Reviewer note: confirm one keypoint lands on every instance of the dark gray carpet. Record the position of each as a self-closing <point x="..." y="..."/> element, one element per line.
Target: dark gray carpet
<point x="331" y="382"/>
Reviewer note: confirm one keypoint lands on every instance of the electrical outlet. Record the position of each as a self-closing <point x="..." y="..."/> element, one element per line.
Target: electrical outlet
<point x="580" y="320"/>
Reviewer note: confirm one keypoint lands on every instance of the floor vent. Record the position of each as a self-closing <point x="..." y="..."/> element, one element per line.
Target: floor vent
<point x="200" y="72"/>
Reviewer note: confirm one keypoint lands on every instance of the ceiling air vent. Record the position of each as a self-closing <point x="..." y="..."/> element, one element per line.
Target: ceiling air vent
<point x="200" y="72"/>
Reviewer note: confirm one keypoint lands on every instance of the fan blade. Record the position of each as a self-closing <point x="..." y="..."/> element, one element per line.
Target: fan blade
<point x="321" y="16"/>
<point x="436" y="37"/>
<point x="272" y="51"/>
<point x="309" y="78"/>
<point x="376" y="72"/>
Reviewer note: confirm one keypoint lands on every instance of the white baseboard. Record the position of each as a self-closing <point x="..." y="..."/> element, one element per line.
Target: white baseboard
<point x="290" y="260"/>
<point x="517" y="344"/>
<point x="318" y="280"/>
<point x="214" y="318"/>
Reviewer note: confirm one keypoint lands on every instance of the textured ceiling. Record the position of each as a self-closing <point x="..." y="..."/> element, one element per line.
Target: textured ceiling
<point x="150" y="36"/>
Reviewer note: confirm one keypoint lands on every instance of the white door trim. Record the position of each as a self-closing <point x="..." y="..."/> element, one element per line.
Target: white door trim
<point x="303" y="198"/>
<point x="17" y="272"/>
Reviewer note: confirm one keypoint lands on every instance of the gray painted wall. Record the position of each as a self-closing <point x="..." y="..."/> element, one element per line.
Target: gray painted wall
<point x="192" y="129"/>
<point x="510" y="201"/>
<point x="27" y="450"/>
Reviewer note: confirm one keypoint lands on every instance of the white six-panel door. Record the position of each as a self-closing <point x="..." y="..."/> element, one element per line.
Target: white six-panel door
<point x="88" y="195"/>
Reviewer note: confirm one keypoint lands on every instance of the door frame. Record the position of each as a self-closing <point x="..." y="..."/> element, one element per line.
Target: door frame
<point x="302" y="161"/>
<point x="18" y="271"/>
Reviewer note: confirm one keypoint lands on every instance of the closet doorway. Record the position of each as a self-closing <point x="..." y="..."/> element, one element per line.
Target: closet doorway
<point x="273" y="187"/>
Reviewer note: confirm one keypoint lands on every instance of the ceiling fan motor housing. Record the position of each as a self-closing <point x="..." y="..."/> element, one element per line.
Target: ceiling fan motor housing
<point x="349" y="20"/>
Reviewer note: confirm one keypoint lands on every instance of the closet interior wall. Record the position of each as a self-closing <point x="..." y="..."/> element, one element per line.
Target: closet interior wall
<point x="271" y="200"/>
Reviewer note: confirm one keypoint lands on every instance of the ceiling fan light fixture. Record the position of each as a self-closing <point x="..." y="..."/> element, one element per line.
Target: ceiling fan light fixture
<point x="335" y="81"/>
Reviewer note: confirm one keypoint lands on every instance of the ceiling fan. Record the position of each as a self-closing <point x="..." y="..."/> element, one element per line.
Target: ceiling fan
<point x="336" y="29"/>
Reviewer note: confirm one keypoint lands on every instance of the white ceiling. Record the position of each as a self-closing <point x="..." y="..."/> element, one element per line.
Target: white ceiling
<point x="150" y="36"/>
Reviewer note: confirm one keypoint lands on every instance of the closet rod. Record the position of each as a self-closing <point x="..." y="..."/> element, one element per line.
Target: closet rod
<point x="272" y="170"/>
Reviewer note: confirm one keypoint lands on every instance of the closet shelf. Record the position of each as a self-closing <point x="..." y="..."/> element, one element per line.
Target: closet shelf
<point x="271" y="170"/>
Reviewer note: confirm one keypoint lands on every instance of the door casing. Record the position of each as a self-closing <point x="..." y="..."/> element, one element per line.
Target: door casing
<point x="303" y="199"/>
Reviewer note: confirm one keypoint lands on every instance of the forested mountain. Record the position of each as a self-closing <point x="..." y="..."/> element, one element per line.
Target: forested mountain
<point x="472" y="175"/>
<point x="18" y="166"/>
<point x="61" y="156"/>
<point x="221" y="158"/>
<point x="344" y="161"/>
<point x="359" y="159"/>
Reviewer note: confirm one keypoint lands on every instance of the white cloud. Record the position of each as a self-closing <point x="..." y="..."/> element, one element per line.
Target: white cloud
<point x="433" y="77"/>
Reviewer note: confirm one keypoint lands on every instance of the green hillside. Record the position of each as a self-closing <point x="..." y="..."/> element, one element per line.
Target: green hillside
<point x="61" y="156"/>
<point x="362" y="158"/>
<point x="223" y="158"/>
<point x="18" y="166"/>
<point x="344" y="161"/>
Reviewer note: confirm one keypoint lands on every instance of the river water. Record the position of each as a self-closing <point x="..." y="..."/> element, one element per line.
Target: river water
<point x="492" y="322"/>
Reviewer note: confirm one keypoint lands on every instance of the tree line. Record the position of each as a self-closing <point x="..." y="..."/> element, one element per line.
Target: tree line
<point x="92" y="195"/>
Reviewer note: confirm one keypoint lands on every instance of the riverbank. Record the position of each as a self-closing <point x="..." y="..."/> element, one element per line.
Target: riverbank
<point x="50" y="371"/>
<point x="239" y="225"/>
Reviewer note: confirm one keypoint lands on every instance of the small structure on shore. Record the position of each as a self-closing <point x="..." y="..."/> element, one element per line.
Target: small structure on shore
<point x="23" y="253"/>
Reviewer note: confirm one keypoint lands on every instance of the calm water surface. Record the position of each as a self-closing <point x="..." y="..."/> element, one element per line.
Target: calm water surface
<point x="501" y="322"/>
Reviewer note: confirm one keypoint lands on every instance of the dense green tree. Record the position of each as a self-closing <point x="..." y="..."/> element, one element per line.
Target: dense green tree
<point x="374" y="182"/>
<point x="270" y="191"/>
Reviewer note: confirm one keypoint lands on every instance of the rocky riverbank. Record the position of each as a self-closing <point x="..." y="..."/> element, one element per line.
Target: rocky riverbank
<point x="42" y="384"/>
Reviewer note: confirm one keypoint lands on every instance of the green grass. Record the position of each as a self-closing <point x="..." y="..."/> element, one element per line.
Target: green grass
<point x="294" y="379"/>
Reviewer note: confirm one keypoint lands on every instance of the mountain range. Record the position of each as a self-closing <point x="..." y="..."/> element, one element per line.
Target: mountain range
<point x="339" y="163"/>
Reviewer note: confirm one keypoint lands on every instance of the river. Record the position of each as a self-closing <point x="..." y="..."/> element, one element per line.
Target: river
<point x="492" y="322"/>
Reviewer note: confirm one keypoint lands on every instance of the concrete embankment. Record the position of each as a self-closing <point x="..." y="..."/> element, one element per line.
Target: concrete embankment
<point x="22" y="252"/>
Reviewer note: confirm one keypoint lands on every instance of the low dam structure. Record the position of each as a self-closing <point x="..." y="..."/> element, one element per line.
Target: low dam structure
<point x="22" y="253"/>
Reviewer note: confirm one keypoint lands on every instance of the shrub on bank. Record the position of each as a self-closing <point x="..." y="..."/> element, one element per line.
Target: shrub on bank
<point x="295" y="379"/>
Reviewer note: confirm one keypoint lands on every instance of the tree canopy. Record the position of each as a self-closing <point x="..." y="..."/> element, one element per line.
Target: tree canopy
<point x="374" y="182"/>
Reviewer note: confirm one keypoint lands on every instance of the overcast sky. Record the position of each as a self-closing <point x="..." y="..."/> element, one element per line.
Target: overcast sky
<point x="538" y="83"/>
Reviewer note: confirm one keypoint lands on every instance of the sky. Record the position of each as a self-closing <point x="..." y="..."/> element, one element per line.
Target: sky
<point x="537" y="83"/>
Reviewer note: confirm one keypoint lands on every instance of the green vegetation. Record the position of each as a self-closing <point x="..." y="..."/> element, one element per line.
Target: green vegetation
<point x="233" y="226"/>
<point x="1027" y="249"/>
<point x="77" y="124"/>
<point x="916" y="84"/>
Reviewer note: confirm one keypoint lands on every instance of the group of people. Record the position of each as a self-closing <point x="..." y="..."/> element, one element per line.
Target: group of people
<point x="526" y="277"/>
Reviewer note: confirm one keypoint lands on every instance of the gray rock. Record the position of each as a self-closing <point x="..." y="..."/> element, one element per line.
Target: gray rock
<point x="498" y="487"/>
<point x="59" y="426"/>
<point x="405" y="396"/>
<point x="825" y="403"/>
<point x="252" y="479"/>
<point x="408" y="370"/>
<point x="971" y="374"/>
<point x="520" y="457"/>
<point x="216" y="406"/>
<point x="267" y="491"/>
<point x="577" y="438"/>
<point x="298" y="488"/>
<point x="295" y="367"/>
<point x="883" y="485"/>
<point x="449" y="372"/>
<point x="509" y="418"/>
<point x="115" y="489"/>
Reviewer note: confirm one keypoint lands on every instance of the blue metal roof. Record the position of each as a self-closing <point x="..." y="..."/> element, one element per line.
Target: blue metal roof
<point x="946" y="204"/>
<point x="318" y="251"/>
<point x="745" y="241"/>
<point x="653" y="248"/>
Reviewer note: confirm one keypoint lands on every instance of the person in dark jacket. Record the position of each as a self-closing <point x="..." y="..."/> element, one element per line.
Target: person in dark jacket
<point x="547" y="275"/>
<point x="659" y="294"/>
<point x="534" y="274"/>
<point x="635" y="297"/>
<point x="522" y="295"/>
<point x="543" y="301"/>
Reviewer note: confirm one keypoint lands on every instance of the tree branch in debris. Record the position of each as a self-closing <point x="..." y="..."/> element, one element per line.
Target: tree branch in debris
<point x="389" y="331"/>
------------------------
Requirements: Every line from the one containing "the green vegetation." through the end of the entries above must be echoed exactly, with both ends kept.

Task result:
Reviewer note: confirm one keypoint lands on every instance of the green vegetation. Record the position of each as a self-closing <point x="..." y="..."/> element, one element per line.
Target: green vegetation
<point x="233" y="226"/>
<point x="1027" y="249"/>
<point x="77" y="124"/>
<point x="916" y="84"/>
Reviewer note: confirm one keypoint lands on every instance of the group of people. Record the position of each as a self-closing <point x="..." y="..."/> element, one element per line.
Target: group of people
<point x="526" y="277"/>
Reviewer note: confirm one keypoint lands on every instance of the gray rock. Record the position of each as a self-closing <point x="..." y="..."/> element, one element per line.
Target: gray rock
<point x="498" y="487"/>
<point x="59" y="426"/>
<point x="405" y="396"/>
<point x="825" y="403"/>
<point x="252" y="479"/>
<point x="408" y="370"/>
<point x="971" y="374"/>
<point x="520" y="457"/>
<point x="216" y="406"/>
<point x="267" y="491"/>
<point x="577" y="438"/>
<point x="298" y="488"/>
<point x="295" y="367"/>
<point x="883" y="485"/>
<point x="449" y="372"/>
<point x="509" y="418"/>
<point x="115" y="489"/>
Reviewer note: confirm one keypoint lands on every instance of the blue metal roof. Record the position of each as a self-closing <point x="..." y="..."/> element, one element per line.
Target: blue metal roof
<point x="946" y="204"/>
<point x="318" y="251"/>
<point x="745" y="241"/>
<point x="653" y="248"/>
Reviewer note: confirm one keypoint lands on every instance of the person in dark jacket. Record the position of each as a self-closing <point x="..." y="..."/> element, one element per line.
Target: person in dark jacket
<point x="547" y="275"/>
<point x="659" y="294"/>
<point x="534" y="274"/>
<point x="635" y="297"/>
<point x="522" y="295"/>
<point x="543" y="301"/>
Reviewer note: confirm one keypoint lands on every instance of the tree branch in debris. Record the position of each as a self-closing <point x="..." y="..."/> element, one element per line.
Target: tree branch in debris
<point x="389" y="331"/>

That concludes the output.